Entries supplied —
══════════════════════════════
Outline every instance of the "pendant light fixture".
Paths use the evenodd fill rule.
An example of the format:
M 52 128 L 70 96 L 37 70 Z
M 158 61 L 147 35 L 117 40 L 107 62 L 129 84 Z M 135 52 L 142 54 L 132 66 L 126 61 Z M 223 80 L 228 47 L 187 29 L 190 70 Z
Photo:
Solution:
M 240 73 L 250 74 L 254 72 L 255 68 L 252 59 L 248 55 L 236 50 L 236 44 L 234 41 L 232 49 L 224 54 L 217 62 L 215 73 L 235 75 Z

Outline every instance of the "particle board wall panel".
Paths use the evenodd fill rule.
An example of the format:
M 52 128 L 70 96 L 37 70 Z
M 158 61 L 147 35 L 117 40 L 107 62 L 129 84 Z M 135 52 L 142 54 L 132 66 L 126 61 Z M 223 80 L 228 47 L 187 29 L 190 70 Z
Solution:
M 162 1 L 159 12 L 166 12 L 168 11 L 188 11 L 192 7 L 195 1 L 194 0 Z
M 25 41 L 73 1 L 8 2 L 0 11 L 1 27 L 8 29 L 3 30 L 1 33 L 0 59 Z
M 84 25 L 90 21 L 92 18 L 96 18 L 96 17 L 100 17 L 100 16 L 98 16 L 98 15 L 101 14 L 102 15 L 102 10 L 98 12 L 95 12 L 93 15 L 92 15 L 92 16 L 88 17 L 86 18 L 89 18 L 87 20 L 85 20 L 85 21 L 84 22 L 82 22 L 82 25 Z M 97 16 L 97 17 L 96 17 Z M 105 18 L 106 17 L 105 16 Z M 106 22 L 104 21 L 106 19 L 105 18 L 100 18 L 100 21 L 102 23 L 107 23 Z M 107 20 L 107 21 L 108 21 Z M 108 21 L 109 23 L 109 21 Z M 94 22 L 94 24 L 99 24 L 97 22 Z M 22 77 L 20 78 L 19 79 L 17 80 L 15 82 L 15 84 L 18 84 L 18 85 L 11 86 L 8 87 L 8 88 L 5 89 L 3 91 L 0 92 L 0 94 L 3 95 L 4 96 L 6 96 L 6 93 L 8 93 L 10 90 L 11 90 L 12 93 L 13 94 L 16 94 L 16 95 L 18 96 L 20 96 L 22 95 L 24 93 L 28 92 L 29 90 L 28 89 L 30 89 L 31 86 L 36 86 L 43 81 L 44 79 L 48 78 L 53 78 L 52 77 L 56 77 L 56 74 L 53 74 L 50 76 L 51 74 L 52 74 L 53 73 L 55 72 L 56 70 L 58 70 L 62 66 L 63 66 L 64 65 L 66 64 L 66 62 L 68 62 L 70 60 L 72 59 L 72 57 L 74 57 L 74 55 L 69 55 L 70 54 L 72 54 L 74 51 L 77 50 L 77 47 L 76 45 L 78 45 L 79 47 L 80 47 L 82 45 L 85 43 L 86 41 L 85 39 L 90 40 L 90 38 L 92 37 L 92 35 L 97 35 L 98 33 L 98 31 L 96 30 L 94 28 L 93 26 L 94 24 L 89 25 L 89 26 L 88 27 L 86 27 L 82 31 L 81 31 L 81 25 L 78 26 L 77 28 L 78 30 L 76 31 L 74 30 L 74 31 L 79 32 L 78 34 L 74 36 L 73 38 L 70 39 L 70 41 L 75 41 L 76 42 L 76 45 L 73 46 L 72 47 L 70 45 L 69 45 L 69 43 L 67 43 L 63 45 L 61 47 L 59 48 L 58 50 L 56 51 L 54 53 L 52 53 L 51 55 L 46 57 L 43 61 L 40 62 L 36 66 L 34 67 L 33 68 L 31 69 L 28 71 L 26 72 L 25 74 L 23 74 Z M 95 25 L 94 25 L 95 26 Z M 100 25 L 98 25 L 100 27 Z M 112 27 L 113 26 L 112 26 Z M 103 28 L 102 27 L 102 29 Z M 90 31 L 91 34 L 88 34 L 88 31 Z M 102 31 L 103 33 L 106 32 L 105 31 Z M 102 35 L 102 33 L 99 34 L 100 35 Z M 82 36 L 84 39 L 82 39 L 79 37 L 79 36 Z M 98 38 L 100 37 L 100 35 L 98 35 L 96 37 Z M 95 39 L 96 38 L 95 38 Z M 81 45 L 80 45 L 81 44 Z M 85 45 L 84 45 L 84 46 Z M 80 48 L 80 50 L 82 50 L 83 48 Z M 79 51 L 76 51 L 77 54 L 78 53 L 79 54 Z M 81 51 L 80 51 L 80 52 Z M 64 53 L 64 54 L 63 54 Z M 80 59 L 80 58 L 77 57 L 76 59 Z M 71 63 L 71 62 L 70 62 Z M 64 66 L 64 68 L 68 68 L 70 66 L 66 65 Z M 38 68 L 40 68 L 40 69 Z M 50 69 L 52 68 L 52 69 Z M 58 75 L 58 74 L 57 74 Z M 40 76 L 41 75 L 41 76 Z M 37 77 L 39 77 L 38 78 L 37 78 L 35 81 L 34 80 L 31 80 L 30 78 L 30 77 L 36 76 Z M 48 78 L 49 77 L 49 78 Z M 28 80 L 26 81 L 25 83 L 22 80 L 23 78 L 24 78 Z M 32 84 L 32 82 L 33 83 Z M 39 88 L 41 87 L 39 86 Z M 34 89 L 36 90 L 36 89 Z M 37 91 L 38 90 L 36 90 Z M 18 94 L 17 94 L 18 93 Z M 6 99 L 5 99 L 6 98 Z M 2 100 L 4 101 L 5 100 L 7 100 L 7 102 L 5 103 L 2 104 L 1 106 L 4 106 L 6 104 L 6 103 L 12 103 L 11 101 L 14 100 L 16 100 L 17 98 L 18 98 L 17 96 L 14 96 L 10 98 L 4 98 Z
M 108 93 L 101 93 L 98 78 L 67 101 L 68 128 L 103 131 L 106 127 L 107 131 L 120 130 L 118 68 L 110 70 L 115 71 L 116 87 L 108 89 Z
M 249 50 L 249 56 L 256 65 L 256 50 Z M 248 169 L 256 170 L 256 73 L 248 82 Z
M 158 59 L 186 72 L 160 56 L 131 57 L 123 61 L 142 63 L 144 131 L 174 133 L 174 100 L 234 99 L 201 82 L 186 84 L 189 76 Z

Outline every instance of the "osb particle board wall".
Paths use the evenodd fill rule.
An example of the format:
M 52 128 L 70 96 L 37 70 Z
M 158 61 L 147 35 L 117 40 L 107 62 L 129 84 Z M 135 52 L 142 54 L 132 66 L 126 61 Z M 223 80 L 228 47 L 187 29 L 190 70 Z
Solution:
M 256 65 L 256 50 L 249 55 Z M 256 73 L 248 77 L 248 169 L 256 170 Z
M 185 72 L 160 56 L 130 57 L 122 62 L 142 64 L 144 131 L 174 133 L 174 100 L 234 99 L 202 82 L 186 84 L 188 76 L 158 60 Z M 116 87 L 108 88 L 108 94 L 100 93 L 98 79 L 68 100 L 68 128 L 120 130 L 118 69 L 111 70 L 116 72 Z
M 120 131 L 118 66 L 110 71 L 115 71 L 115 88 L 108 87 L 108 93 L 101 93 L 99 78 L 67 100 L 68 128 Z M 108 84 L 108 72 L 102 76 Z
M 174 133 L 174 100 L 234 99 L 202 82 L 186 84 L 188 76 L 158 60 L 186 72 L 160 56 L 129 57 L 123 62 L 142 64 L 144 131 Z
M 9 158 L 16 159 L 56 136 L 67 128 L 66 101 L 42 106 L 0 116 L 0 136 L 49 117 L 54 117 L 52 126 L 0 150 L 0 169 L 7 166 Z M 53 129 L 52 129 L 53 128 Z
══════════════════════════════
Copy all of the data above, reproducing every line without any change.

Outline every instance of the "pendant light fixture".
Paths use the evenodd fill rule.
An example of the format:
M 52 128 L 70 96 L 37 70 Z
M 158 61 L 147 35 L 117 40 L 107 62 L 129 84 Z M 135 52 L 142 54 L 132 66 L 126 61 Z M 223 80 L 228 47 L 187 29 L 190 70 Z
Photo:
Solution:
M 240 73 L 250 74 L 254 72 L 255 68 L 252 59 L 248 55 L 236 50 L 236 44 L 234 41 L 232 49 L 224 54 L 217 62 L 215 73 L 235 75 Z

Outline every instance of the "particle board wall panel".
Paths use the evenodd fill rule.
An example of the format:
M 52 128 L 70 96 L 37 70 Z
M 158 61 L 147 35 L 117 40 L 107 62 L 129 84 Z M 135 52 L 142 54 L 132 66 L 126 61 Z M 223 80 L 228 47 L 187 29 L 190 70 Z
Solution:
M 162 1 L 159 12 L 166 12 L 168 11 L 188 11 L 192 7 L 195 1 L 194 0 Z
M 25 41 L 73 1 L 8 2 L 0 11 L 1 27 L 8 29 L 3 30 L 1 33 L 0 59 Z
M 84 25 L 90 21 L 92 18 L 96 18 L 96 17 L 100 17 L 100 16 L 98 16 L 98 15 L 101 14 L 102 15 L 102 10 L 98 12 L 95 12 L 93 15 L 92 15 L 92 16 L 88 17 L 86 18 L 89 18 L 87 20 L 85 20 L 85 21 L 84 22 L 82 22 L 82 25 Z M 97 16 L 97 17 L 96 17 Z M 105 18 L 106 17 L 105 16 Z M 106 22 L 104 21 L 106 19 L 105 18 L 100 18 L 100 21 L 102 23 L 107 23 Z M 107 20 L 107 21 L 108 21 Z M 108 21 L 109 23 L 109 21 Z M 94 22 L 94 24 L 99 24 L 97 22 Z M 22 77 L 20 78 L 19 79 L 17 80 L 15 82 L 15 84 L 18 84 L 18 85 L 11 86 L 8 87 L 8 88 L 5 89 L 3 91 L 0 92 L 0 94 L 3 95 L 4 96 L 6 96 L 6 93 L 8 93 L 10 90 L 11 90 L 12 93 L 13 94 L 16 94 L 16 95 L 18 96 L 20 96 L 22 95 L 24 93 L 28 92 L 29 90 L 28 89 L 30 89 L 31 86 L 36 86 L 43 81 L 44 79 L 48 78 L 53 78 L 52 77 L 56 77 L 56 74 L 53 74 L 50 76 L 51 74 L 52 74 L 53 73 L 55 72 L 56 70 L 58 70 L 62 66 L 63 66 L 64 65 L 66 64 L 66 62 L 68 62 L 70 60 L 72 59 L 72 57 L 74 57 L 74 55 L 69 55 L 70 54 L 72 54 L 74 51 L 77 50 L 77 47 L 76 45 L 78 45 L 79 47 L 80 47 L 82 45 L 85 43 L 86 41 L 85 39 L 90 40 L 90 38 L 92 37 L 92 35 L 97 35 L 98 33 L 98 31 L 96 30 L 94 28 L 93 26 L 94 24 L 89 25 L 89 26 L 88 27 L 86 27 L 82 31 L 81 31 L 81 25 L 78 26 L 77 28 L 78 30 L 76 31 L 74 30 L 74 31 L 79 32 L 78 34 L 74 36 L 73 38 L 70 39 L 70 41 L 75 41 L 76 42 L 76 45 L 73 46 L 72 47 L 70 45 L 69 45 L 69 43 L 67 43 L 63 45 L 61 47 L 59 48 L 58 50 L 56 51 L 54 53 L 52 53 L 51 55 L 46 57 L 43 61 L 40 62 L 36 66 L 34 67 L 33 68 L 31 69 L 28 71 L 26 72 L 25 74 L 23 74 Z M 95 25 L 94 25 L 95 26 Z M 100 25 L 98 25 L 100 27 Z M 112 27 L 113 26 L 112 26 Z M 103 28 L 102 27 L 102 29 Z M 90 31 L 91 34 L 88 34 L 88 31 Z M 102 31 L 103 33 L 106 32 L 105 31 Z M 102 35 L 102 33 L 99 34 L 100 35 Z M 82 36 L 84 39 L 82 39 L 79 37 L 79 36 Z M 98 38 L 100 37 L 100 35 L 98 35 L 96 37 Z M 95 39 L 96 38 L 95 38 Z M 81 45 L 80 45 L 81 44 Z M 85 45 L 84 45 L 84 46 Z M 80 48 L 80 50 L 82 50 L 83 48 Z M 79 51 L 76 51 L 77 54 L 78 53 L 79 54 Z M 81 51 L 80 51 L 80 52 Z M 64 53 L 64 54 L 63 54 Z M 80 59 L 80 58 L 77 57 L 76 59 Z M 71 63 L 71 62 L 70 62 Z M 64 66 L 64 68 L 68 68 L 70 66 L 66 65 Z M 38 68 L 40 68 L 40 69 Z M 50 69 L 52 68 L 52 69 Z M 58 75 L 58 74 L 57 74 Z M 40 76 L 41 75 L 41 76 Z M 37 77 L 39 77 L 38 78 L 37 78 L 35 81 L 34 80 L 31 80 L 30 78 L 30 77 L 36 76 Z M 48 78 L 49 77 L 49 78 Z M 28 80 L 26 81 L 25 83 L 22 80 L 23 78 L 24 78 Z M 32 84 L 32 82 L 33 83 Z M 39 88 L 41 87 L 39 86 Z M 34 89 L 36 90 L 36 89 Z M 37 91 L 38 90 L 36 90 Z M 18 94 L 17 94 L 18 93 Z M 6 99 L 5 99 L 6 98 Z M 2 100 L 4 101 L 5 100 L 7 100 L 7 102 L 5 103 L 2 104 L 1 106 L 4 106 L 6 104 L 6 103 L 12 103 L 11 101 L 14 100 L 16 100 L 17 98 L 18 98 L 17 96 L 14 96 L 10 98 L 4 98 Z
M 108 93 L 101 93 L 98 78 L 67 101 L 68 128 L 103 131 L 106 127 L 107 131 L 120 130 L 118 68 L 110 70 L 115 71 L 116 87 L 108 89 Z
M 249 50 L 249 56 L 256 65 L 256 50 Z M 248 169 L 256 170 L 256 73 L 248 82 Z
M 158 59 L 186 72 L 160 56 L 131 57 L 123 61 L 142 63 L 144 131 L 174 133 L 174 100 L 234 99 L 201 82 L 186 84 L 189 76 Z

Outline every instance of the "osb particle board wall".
Paths use the evenodd fill rule.
An example of the format:
M 52 128 L 70 96 L 37 70 Z
M 158 61 L 147 35 L 117 40 L 107 62 L 129 84 Z M 135 52 L 142 54 L 132 66 L 126 61 Z M 223 80 L 228 47 L 187 29 L 190 70 Z
Solution:
M 256 65 L 256 50 L 249 55 Z M 256 73 L 248 77 L 248 169 L 256 170 Z
M 185 72 L 160 56 L 130 57 L 122 62 L 142 64 L 144 131 L 174 133 L 174 100 L 234 99 L 202 82 L 186 84 L 188 76 L 158 60 Z M 116 87 L 108 88 L 108 94 L 100 93 L 98 79 L 68 100 L 68 128 L 120 130 L 118 69 L 111 70 L 116 72 Z
M 120 131 L 118 66 L 110 71 L 115 71 L 115 88 L 108 87 L 108 93 L 101 93 L 99 78 L 67 100 L 68 128 Z M 108 84 L 108 72 L 102 76 Z
M 174 133 L 174 100 L 234 99 L 202 82 L 186 84 L 188 76 L 158 60 L 186 72 L 160 56 L 129 57 L 123 62 L 142 64 L 144 131 Z
M 9 158 L 16 159 L 56 136 L 67 128 L 66 101 L 42 106 L 0 116 L 0 136 L 49 117 L 54 117 L 52 126 L 0 150 L 0 169 L 7 166 Z M 53 129 L 52 129 L 53 128 Z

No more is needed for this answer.